** Start of DATA FOR PROCESSING **
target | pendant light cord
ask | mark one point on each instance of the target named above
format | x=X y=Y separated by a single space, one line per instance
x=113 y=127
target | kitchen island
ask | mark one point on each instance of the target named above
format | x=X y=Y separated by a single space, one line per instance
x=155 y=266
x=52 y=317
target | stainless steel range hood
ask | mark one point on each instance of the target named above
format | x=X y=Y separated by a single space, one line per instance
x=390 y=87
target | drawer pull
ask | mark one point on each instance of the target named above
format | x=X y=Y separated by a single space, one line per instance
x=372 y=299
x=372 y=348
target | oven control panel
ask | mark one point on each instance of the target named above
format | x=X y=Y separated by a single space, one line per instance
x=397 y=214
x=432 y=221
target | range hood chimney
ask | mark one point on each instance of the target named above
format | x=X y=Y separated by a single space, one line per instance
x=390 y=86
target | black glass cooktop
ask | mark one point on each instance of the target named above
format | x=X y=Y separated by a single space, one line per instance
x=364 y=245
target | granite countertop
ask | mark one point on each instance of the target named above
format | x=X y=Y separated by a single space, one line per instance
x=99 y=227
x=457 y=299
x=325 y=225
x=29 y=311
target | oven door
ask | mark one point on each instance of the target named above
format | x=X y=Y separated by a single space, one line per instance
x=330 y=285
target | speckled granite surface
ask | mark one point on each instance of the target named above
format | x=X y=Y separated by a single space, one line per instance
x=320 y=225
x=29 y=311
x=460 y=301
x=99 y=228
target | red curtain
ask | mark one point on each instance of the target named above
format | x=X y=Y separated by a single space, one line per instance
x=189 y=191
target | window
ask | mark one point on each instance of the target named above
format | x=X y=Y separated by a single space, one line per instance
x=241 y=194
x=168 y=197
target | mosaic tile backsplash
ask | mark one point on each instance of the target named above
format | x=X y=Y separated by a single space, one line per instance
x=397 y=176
** End of DATA FOR PROCESSING **
-- INSTRUCTIONS TO FOLLOW --
Revise the data above so that every "granite" becomes "marble", with nothing else changed.

-- OUTPUT BELOW --
target | pendant light cord
ask | mark one point on each instance of the target named above
format | x=X y=Y separated by a single space, one line per instance
x=113 y=127
target | kitchen island
ask | mark one point on each instance of the target named above
format | x=X y=Y separated by a single space, one line per instance
x=155 y=266
x=52 y=317
target | stainless steel range hood
ask | mark one point on each instance of the target named above
format | x=X y=Y separated by a single space, one line per instance
x=390 y=87
target | drawer pull
ask | mark one point on each instance of the target named above
format | x=X y=Y separated by a single space, one line per instance
x=372 y=299
x=372 y=348
target | oven control panel
ask | mark one point on each instance of the target named above
format | x=X y=Y separated by a single space, one line per instance
x=397 y=214
x=432 y=221
target | range hood chimney
ask | mark one point on each instance of the target named above
format | x=X y=Y separated by a single space, one line per instance
x=390 y=86
target | black glass cooktop
ask | mark one point on each instance of the target named above
format | x=X y=Y separated by a single space, one line per instance
x=364 y=245
target | marble countertop
ask | mark one point on each instance of the target named above
format | x=X y=Y separated by a single space, one line per instance
x=99 y=227
x=457 y=299
x=325 y=225
x=29 y=311
target | oven door
ask | mark one point on each instance of the target named above
format | x=X y=Y separated by a single space, one line per instance
x=330 y=285
target | speckled marble surface
ask | mark one point on each instance of the target named above
format | x=X y=Y separated by a single space, one line per instance
x=320 y=225
x=29 y=311
x=460 y=301
x=99 y=228
target | red curtain
ask | mark one point on each instance of the target named above
format | x=X y=Y separated by a single space, one line per instance
x=189 y=191
target | window
ask | mark one point on each instance of the target named above
format | x=X y=Y separated by a single space, one line per instance
x=241 y=194
x=168 y=197
target | mosaic tile backsplash
ask | mark one point on each instance of the target named above
format | x=X y=Y separated by a single space, one line per instance
x=397 y=176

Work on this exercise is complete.